## INSTRUCCIONES
- 1) Enumera todas las personas que se nombran en el texto sobre los lobbies y la democracia representativa.
- 2) Edita el pasaje del texto sobre los lobbies y la democracia representativa que empieza en "O en términos" y termina en "a sus opresores.", sustituyendo "candidato" por "aspirante".
- 3) Reescribe de forma más breve el párrafo del texto sobre los lobbies y la democracia representativa que comienza con "La conquista de la democracia como modelo político", conservando sus datos principales.

## TEXTO EXTRAÍDO
= = = =

En 1870, cada vez que Ulysses S. Grant salía del Parlamento tras un ajetreado día de decisiones políticas y se retiraba al Hotel Willard a descansar, para su natural desaliento, ciudadanos indignados le esperaban en el lobby con el fin de presionarle cada uno en la dirección que su interés político requería. Desde entonces, a los grupos de presión les denominamos en Occidente lobbies y, aunque su actividad ya no frecuenta los hoteles presidenciales, siguen ayudando a enderezar el rumbo político que, de lo contrario, sólo dirigiría el gobierno de turno.
Lejos de la democracia directa, que durante un tiempo fue posible en la Grecia ilustrada, hoy en día las democracias representativas precisan, además de una mediación entre la toma de decisiones y los intereses de la ciudadanía, la semejanza de los intereses para formar grupos suficientemente representativos. De ahí que la capacidad de representar efectivamente los intereses concretos de la ciudadanía sea escasa; si la pluralidad está permitida y de hecho existe, la pregunta sería cómo es posible darle vía de acceso al poder político cuando su representación completa es impensable en los actuales sistemas electorales cuantitativistas.
La conquista de la democracia como modelo político ha consistido, hasta ahora, en que todos y cada uno de los sujetos que componen la sociedad eligen a sus representantes, cada uno de los cuales tendrá la misma capacidad para la realización del interés general. Ahora bien, la crisis de la democracia en la actualidad consiste precisamente en que, pese a la suma de todas las partes, el resultado final no se corresponde, no representa el interés general.
Ya en 1774 lo advertía Burke en su Discurso al electorado de Bristol:
“El Parlamento no es un congreso de embajadores que representan intereses diferentes y hostiles que deban siempre mantener, como si se tratara de agentes y abogados, contra otros agentes y abogados, sino que el Parlamento es una asamblea deliberativa de una nación, con un único interés, el del todo, y en el que los intereses o prejuicios locales no deberían ser la guía, sino el bien general, que resulta de la Razón general del todo. Tú eliges un miembro de Bristol, es cierto; pero una vez lo has elegido ya no es un miembro de Bristol, sino un miembro del Parlamento…”
O en términos más cercanos, tú eliges a un candidato del PP, PSOE o IU, pero, una vez elegido ya no es un miembro del PP, PSOE o IU, sino del Parlamento. De lo contrario, podría devenir cierta la máxima de Lenin, por radical que parezca, que reza: las elecciones sólo eran el medio que permitía a los oprimidos elegir, cada cuatro años, a sus opresores.
Pues bien, en la actual crisis del poder legislativo -pilar sobre el que debería descansar el sistema estatal- a favor del fortalecimiento del ejecutivo –aupado por el desorbitado valor cuantitativo de las mayorías-, van a ser los distintos grupos de interés (lobbies), en el sentido más amplio del término, los que ocupen ese vacío creado entre la democracia y la representación. Sólo si éstos adquieren el mismo poder que ha tenido el individuo-elector en la democracia representativa tradicional, podrán conformar un espectro de participación suficientemente amplio como para volver a consolidar las democracias occidentales.

= = = =

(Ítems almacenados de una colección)
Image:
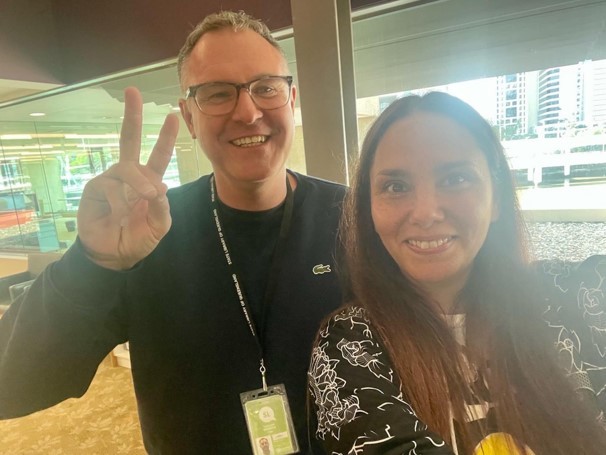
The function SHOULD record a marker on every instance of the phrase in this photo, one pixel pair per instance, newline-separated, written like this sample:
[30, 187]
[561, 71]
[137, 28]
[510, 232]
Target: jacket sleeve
[356, 396]
[53, 337]
[575, 312]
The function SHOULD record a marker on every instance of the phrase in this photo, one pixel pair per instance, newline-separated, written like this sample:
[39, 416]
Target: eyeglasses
[220, 98]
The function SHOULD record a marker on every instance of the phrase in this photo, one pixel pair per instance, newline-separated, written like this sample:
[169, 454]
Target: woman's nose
[427, 208]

= = = =

## TAREAS RESUELTAS
- 1) Ulysses S. Grant, Burke, Lenin

- 2)
O en términos más cercanos, tú eliges a un aspirante del PP, PSOE o IU, pero, una vez elegido ya no es un miembro del PP, PSOE o IU, sino del Parlamento. De lo contrario, podría devenir cierta la máxima de Lenin, por radical que parezca, que reza: las elecciones sólo eran el medio que permitía a los oprimidos elegir, cada cuatro años, a sus opresores.

- 3) Hasta ahora, la democracia ha consistido en que cada miembro de la sociedad elige a sus representantes, todos con igual capacidad para realizar el interés general. Su crisis actual está en que, aunque se sumen todas las partes, el resultado final no representa el interés general.